ISTRUZIONI E REQUISITI:
Trascrivi senza modifiche le righe dei record dalla prima fino a quella che contiene "pixel 45 140", compresa.

(Record da una raccolta)
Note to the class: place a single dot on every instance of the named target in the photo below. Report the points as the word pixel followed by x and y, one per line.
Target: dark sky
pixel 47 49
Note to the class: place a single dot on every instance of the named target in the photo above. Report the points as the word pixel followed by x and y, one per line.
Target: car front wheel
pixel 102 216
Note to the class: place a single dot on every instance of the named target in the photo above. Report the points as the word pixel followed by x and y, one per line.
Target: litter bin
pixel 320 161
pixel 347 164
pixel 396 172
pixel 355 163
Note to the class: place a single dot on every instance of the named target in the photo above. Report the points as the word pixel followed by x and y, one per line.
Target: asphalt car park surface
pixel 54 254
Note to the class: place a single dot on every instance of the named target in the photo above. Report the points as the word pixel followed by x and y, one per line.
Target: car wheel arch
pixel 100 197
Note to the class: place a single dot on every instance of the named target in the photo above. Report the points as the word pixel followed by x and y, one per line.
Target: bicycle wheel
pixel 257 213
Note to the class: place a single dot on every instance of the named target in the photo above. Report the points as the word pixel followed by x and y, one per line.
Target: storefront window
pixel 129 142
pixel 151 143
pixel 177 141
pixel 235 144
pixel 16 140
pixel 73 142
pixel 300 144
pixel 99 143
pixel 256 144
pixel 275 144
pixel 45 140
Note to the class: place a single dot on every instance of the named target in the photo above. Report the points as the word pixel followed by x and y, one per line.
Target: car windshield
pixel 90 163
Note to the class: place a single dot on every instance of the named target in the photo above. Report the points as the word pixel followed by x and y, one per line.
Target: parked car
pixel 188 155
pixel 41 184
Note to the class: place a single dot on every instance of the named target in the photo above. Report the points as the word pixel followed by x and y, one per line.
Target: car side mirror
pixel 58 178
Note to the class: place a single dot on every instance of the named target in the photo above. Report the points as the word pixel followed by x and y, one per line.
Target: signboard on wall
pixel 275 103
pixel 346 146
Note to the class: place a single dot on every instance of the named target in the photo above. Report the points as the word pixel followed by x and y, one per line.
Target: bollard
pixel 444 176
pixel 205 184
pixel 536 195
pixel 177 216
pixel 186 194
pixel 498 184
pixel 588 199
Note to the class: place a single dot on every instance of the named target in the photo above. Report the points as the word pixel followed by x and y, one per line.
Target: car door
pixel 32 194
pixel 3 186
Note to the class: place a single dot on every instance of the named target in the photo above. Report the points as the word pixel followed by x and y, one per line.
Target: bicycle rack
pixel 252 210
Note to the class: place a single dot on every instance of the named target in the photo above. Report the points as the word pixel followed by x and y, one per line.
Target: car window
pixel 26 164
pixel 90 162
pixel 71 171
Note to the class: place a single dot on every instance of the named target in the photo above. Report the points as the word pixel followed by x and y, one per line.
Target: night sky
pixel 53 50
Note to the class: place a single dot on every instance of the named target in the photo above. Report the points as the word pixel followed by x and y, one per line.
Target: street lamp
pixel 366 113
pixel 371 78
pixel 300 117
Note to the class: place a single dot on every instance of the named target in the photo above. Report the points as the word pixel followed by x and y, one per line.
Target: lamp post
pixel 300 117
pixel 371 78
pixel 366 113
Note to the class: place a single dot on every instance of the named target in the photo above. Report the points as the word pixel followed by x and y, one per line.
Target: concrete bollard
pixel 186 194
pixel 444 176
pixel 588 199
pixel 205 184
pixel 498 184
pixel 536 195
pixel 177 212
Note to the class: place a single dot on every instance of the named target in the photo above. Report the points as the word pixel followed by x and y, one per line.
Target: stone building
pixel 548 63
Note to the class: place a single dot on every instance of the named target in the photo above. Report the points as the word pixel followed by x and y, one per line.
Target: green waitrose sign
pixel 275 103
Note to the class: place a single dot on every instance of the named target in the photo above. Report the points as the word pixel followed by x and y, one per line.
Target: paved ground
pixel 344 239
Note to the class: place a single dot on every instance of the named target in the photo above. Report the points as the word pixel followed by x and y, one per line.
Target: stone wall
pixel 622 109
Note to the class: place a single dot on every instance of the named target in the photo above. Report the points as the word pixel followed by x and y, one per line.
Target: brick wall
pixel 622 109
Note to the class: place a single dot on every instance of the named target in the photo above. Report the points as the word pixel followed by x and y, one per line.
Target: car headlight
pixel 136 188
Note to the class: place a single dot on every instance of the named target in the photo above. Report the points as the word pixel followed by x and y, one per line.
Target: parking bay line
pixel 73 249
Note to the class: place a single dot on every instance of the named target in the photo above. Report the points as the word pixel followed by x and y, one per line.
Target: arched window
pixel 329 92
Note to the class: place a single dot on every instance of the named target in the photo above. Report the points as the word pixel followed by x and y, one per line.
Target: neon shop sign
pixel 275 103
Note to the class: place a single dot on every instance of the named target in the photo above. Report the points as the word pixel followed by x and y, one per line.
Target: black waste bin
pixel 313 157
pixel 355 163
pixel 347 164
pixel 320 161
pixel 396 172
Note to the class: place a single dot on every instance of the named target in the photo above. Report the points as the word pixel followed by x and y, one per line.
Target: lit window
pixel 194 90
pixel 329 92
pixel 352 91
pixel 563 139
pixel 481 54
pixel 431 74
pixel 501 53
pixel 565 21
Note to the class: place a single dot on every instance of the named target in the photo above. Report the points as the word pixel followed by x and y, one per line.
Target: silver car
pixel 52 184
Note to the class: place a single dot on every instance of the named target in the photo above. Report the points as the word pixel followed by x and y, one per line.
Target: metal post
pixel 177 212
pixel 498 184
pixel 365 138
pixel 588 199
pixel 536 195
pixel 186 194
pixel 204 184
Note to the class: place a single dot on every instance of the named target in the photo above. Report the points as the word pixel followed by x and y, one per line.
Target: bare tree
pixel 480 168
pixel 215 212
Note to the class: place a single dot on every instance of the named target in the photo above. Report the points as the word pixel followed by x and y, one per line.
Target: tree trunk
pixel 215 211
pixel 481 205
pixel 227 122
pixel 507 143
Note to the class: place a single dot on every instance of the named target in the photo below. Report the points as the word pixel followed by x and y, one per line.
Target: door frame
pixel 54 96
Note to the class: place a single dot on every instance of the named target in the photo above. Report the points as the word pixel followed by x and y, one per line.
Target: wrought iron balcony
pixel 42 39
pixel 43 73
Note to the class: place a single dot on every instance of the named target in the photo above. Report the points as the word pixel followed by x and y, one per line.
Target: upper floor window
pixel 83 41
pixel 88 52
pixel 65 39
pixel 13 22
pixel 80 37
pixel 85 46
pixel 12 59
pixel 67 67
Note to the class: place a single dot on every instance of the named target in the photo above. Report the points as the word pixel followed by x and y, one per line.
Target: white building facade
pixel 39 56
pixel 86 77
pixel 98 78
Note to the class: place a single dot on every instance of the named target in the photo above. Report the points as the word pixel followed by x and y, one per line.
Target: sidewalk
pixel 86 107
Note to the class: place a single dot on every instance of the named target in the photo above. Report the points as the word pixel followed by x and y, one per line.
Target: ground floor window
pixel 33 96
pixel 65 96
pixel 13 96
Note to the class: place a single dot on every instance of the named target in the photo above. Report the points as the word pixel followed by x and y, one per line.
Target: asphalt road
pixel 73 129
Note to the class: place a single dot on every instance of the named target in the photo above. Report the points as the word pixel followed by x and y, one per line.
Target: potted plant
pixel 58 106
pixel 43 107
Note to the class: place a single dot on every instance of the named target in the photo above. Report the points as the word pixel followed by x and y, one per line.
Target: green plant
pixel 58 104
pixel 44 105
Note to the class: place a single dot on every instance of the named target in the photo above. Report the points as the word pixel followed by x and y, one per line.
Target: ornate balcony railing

LA RISPOSTA:
Note to the class: place a single dot on every instance of the named target in the photo below. Report the points as the word pixel followed by x and y, one per line.
Target: dark sky
pixel 47 49
Note to the class: place a single dot on every instance of the named target in the photo above. Report the points as the word pixel followed by x and y, one per line.
Target: car front wheel
pixel 102 216
Note to the class: place a single dot on every instance of the named target in the photo above. Report the points as the word pixel followed by x and y, one per line.
Target: litter bin
pixel 320 161
pixel 347 164
pixel 396 172
pixel 355 163
Note to the class: place a single dot on every instance of the named target in the photo above. Report the points as the word pixel followed by x and y, one per line.
Target: asphalt car park surface
pixel 54 254
Note to the class: place a single dot on every instance of the named target in the photo above. Report the points as the word pixel followed by x and y, one per line.
Target: car wheel arch
pixel 100 197
Note to the class: place a single dot on every instance of the named target in the photo above. Report the points as the word pixel followed by x and y, one per line.
Target: bicycle wheel
pixel 257 213
Note to the class: place a single dot on every instance of the named target in the photo above. Report the points as the word pixel followed by x and y, one per line.
Target: storefront window
pixel 129 142
pixel 151 143
pixel 177 141
pixel 235 144
pixel 16 140
pixel 73 142
pixel 300 144
pixel 99 143
pixel 256 144
pixel 275 144
pixel 45 140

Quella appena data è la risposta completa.